Rewrite the lines from the first one up to and including the line containing "98), (11, 126)]", requests included, shifting every coordinate value in the answers by adding 37 to it.

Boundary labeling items
========

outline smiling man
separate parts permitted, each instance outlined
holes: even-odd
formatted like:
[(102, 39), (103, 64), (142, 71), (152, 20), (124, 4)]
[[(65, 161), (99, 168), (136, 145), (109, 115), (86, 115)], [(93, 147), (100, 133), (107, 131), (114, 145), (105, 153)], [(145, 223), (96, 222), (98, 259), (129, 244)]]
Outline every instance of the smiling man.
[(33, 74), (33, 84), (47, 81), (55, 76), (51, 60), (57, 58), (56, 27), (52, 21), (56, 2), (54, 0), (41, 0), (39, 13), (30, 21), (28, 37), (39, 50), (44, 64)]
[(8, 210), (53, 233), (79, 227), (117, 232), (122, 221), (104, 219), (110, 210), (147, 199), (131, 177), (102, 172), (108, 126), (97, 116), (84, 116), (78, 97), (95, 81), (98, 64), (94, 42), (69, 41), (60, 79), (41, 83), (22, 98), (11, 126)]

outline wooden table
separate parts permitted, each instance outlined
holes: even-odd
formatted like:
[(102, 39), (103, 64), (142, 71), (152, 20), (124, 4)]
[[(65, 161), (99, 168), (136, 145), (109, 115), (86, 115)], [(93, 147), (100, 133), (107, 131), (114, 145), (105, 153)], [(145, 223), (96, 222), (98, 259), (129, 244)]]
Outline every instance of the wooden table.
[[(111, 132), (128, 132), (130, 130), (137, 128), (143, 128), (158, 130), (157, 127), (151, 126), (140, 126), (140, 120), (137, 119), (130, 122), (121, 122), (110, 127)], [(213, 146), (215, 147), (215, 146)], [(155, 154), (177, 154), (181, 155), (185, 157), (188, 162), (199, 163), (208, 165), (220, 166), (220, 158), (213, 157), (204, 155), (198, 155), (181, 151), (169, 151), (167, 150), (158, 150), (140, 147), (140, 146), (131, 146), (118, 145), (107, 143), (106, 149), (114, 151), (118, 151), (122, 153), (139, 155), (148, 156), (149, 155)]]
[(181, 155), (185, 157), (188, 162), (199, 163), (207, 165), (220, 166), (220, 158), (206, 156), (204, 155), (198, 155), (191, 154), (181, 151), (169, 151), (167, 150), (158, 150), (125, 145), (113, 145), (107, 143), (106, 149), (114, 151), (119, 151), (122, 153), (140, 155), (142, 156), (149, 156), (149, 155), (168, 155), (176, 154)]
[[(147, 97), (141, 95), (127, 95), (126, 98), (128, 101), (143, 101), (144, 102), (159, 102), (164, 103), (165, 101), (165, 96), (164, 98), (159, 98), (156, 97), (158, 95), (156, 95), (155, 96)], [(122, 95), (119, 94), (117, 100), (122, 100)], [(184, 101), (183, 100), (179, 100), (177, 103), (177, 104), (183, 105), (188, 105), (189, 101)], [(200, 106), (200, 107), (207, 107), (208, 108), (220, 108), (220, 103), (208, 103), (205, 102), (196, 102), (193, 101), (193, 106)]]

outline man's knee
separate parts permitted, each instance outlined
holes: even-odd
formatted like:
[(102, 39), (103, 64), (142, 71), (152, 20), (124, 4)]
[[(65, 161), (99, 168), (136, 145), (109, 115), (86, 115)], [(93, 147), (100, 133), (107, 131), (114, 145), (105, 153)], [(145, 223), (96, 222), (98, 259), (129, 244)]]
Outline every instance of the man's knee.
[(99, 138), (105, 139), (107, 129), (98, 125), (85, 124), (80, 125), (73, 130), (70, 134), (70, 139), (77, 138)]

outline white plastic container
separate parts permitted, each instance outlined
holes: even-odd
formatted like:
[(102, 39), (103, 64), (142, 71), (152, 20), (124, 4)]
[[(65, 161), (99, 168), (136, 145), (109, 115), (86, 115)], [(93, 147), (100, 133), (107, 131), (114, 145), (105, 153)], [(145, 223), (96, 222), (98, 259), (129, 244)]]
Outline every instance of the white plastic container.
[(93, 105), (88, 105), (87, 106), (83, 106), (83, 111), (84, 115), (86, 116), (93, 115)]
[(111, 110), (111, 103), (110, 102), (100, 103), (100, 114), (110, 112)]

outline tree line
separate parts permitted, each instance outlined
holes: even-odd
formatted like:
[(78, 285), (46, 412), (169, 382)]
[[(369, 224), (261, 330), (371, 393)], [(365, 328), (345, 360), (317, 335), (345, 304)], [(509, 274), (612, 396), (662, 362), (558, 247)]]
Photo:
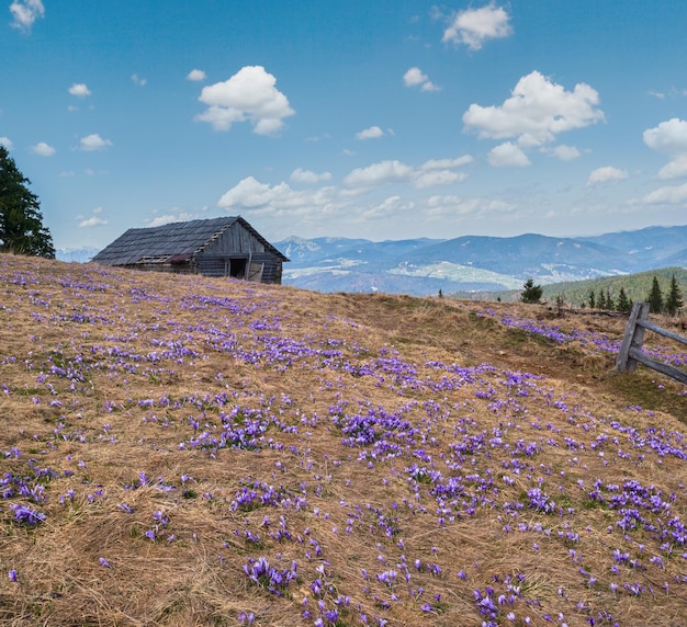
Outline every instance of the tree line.
[[(522, 293), (520, 294), (520, 300), (522, 303), (541, 303), (543, 288), (541, 285), (534, 285), (531, 278), (528, 278), (522, 286)], [(563, 297), (559, 295), (556, 297), (556, 304), (562, 305)], [(654, 275), (649, 294), (646, 295), (646, 303), (651, 307), (652, 314), (667, 314), (668, 316), (676, 316), (679, 314), (684, 306), (683, 293), (677, 284), (675, 274), (671, 277), (671, 285), (666, 295), (661, 288), (658, 278)], [(620, 311), (622, 314), (629, 314), (632, 309), (633, 301), (628, 298), (624, 288), (621, 286), (618, 290), (618, 296), (613, 297), (610, 289), (602, 287), (595, 292), (589, 290), (587, 300), (582, 304), (583, 307), (589, 307), (590, 309), (601, 309), (605, 311)]]
[(0, 145), (0, 252), (55, 259), (53, 237), (43, 226), (41, 203), (30, 184)]
[[(664, 295), (664, 290), (661, 288), (658, 278), (654, 275), (651, 289), (646, 295), (646, 303), (651, 308), (652, 314), (667, 314), (668, 316), (676, 316), (680, 312), (684, 306), (683, 293), (677, 284), (675, 274), (671, 276), (671, 285), (667, 293)], [(621, 311), (629, 314), (632, 309), (632, 300), (628, 298), (626, 292), (620, 287), (618, 292), (618, 298), (613, 298), (609, 289), (599, 289), (595, 293), (589, 290), (589, 296), (586, 305), (592, 309), (604, 309), (607, 311)]]

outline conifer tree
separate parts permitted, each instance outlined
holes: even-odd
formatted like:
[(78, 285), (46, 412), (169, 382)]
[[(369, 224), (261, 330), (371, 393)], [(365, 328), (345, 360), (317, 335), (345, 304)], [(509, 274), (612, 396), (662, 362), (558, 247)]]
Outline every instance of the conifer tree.
[(53, 238), (43, 226), (41, 204), (26, 186), (30, 183), (0, 146), (0, 251), (54, 259)]
[(534, 285), (534, 282), (531, 278), (528, 278), (522, 286), (522, 294), (520, 295), (520, 300), (522, 303), (534, 304), (541, 300), (541, 295), (543, 294), (543, 288), (541, 285)]
[(671, 292), (665, 299), (665, 311), (669, 316), (675, 316), (683, 308), (683, 294), (675, 280), (675, 274), (671, 277)]
[(599, 309), (606, 309), (606, 294), (604, 294), (604, 288), (599, 289), (599, 296), (596, 299), (596, 306)]
[(628, 295), (624, 293), (624, 288), (620, 287), (620, 292), (618, 293), (618, 304), (616, 305), (616, 310), (621, 311), (622, 314), (629, 314), (632, 309), (632, 303), (628, 298)]
[(663, 292), (661, 292), (661, 285), (658, 285), (658, 280), (656, 278), (656, 275), (654, 275), (654, 278), (652, 281), (651, 292), (646, 297), (646, 301), (649, 303), (651, 307), (650, 310), (653, 314), (661, 314), (661, 311), (663, 311)]

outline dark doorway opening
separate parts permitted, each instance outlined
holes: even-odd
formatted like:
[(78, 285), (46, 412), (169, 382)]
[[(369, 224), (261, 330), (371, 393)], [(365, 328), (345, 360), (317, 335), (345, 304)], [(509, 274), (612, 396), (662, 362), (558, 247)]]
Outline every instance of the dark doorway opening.
[(230, 259), (229, 260), (229, 276), (234, 278), (246, 278), (246, 262), (247, 259)]

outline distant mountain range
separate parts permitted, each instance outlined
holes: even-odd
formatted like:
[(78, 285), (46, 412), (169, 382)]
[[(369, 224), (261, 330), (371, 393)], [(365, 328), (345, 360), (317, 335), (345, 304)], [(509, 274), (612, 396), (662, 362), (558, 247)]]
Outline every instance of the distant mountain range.
[(283, 283), (317, 292), (497, 292), (517, 289), (530, 277), (547, 285), (687, 267), (687, 226), (584, 238), (528, 233), (373, 242), (290, 237), (274, 246), (291, 259)]
[[(620, 276), (666, 266), (687, 267), (687, 226), (650, 227), (596, 237), (465, 236), (457, 239), (290, 237), (272, 242), (291, 261), (283, 283), (316, 292), (385, 292), (428, 296), (518, 289), (528, 278), (549, 285)], [(85, 262), (97, 249), (59, 250)]]

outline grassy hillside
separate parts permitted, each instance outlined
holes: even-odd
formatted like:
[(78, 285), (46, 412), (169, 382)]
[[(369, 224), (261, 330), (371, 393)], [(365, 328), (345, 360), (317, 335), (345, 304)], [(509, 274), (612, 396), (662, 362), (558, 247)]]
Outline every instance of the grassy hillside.
[[(658, 280), (658, 284), (661, 285), (661, 289), (663, 290), (663, 295), (665, 297), (671, 289), (671, 277), (673, 275), (675, 275), (675, 280), (683, 292), (683, 297), (687, 298), (687, 267), (662, 267), (658, 270), (640, 272), (638, 274), (542, 285), (543, 299), (549, 303), (553, 303), (560, 296), (564, 303), (568, 303), (574, 307), (579, 307), (588, 304), (590, 290), (594, 290), (594, 293), (598, 295), (602, 289), (605, 293), (609, 290), (613, 300), (617, 301), (618, 294), (622, 287), (630, 300), (646, 300), (654, 276)], [(491, 292), (488, 294), (485, 293), (475, 295), (457, 293), (452, 296), (458, 298), (474, 297), (482, 300), (496, 300), (497, 298), (500, 298), (503, 301), (514, 303), (519, 300), (520, 292), (520, 289), (510, 289), (507, 292)]]
[(613, 373), (622, 319), (13, 255), (0, 294), (2, 624), (684, 619), (687, 390)]

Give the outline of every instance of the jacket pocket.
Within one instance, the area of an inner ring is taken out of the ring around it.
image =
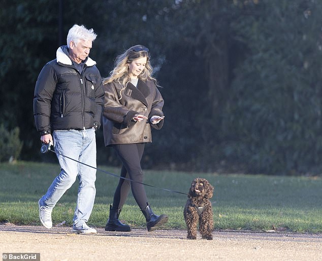
[[[112,132],[113,134],[118,134],[121,130],[122,124],[121,123],[114,123],[113,125]]]
[[[60,117],[63,118],[65,116],[65,91],[62,91],[59,97],[59,109],[60,111]]]
[[[90,75],[85,76],[86,96],[91,98],[95,97],[95,88],[97,86],[98,79],[97,77]]]

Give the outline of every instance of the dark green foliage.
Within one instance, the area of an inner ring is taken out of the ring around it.
[[[39,153],[34,88],[42,66],[78,23],[98,34],[90,56],[103,77],[130,46],[150,50],[166,121],[147,146],[145,167],[320,173],[317,1],[1,2],[0,122],[21,130],[22,159],[55,160]],[[119,164],[104,147],[101,130],[97,144],[99,163]]]
[[[226,106],[225,156],[253,173],[319,173],[320,5],[261,2],[259,15],[236,23],[249,54],[235,71]]]

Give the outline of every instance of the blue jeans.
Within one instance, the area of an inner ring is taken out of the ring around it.
[[[73,218],[74,226],[78,227],[88,220],[93,209],[96,193],[96,169],[57,153],[96,168],[95,131],[93,129],[57,130],[54,131],[53,137],[61,172],[41,199],[40,204],[47,209],[52,209],[78,177],[77,202]]]

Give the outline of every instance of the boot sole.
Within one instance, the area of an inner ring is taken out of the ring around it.
[[[152,227],[149,227],[147,228],[148,231],[149,232],[151,232],[151,231],[154,231],[154,230],[156,230],[159,228],[159,227],[162,226],[163,225],[167,223],[168,220],[169,220],[169,218],[167,216],[165,215],[165,216],[162,216],[162,215],[160,216],[161,218],[159,220],[158,222],[155,223]]]

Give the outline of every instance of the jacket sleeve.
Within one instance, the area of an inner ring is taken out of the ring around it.
[[[130,110],[119,101],[119,97],[116,90],[112,83],[104,85],[104,110],[103,116],[110,121],[122,123],[127,127],[134,124],[136,122],[133,118],[138,113]]]
[[[162,111],[162,108],[163,108],[163,105],[164,104],[164,100],[163,98],[162,97],[162,95],[158,89],[156,87],[156,86],[154,86],[155,88],[155,92],[154,94],[154,98],[153,99],[153,101],[152,104],[152,107],[151,108],[151,111],[149,114],[149,122],[151,122],[151,118],[152,116],[160,116],[160,117],[164,116],[163,111]],[[164,123],[164,120],[162,119],[158,123],[156,124],[150,124],[151,126],[157,130],[159,130],[163,126],[163,124]]]
[[[37,131],[41,135],[51,133],[50,109],[52,96],[56,89],[57,77],[55,71],[47,64],[42,69],[35,88],[34,116]]]
[[[94,125],[95,128],[98,129],[101,127],[102,122],[102,115],[104,102],[104,90],[101,75],[99,73],[99,77],[97,88],[95,90],[95,103],[96,110],[94,116]]]

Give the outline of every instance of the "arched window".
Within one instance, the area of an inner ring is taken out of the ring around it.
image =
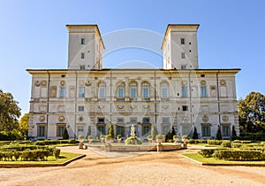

========

Written response:
outline smiling man
separate parts permitted, each instance outlined
holes: even-odd
formatted like:
[(102, 39), (103, 64), (142, 71), (152, 20), (124, 4)]
[[(65, 161), (99, 168), (136, 145), (109, 115), (86, 115)], [(93, 147), (100, 133), (107, 131), (114, 145), (105, 153)], [(145, 223), (96, 222), (98, 259), (129, 244)]]
Outline every instance of the smiling man.
[(70, 111), (70, 121), (84, 118), (92, 113), (88, 97), (94, 95), (93, 64), (89, 58), (93, 39), (91, 37), (78, 37), (76, 50), (67, 58), (65, 74), (76, 87), (81, 101)]
[(45, 247), (90, 270), (116, 264), (154, 269), (159, 258), (141, 256), (147, 247), (184, 236), (168, 214), (139, 209), (145, 163), (134, 153), (121, 153), (115, 134), (132, 118), (135, 101), (131, 79), (106, 78), (97, 116), (78, 120), (59, 135), (48, 163)]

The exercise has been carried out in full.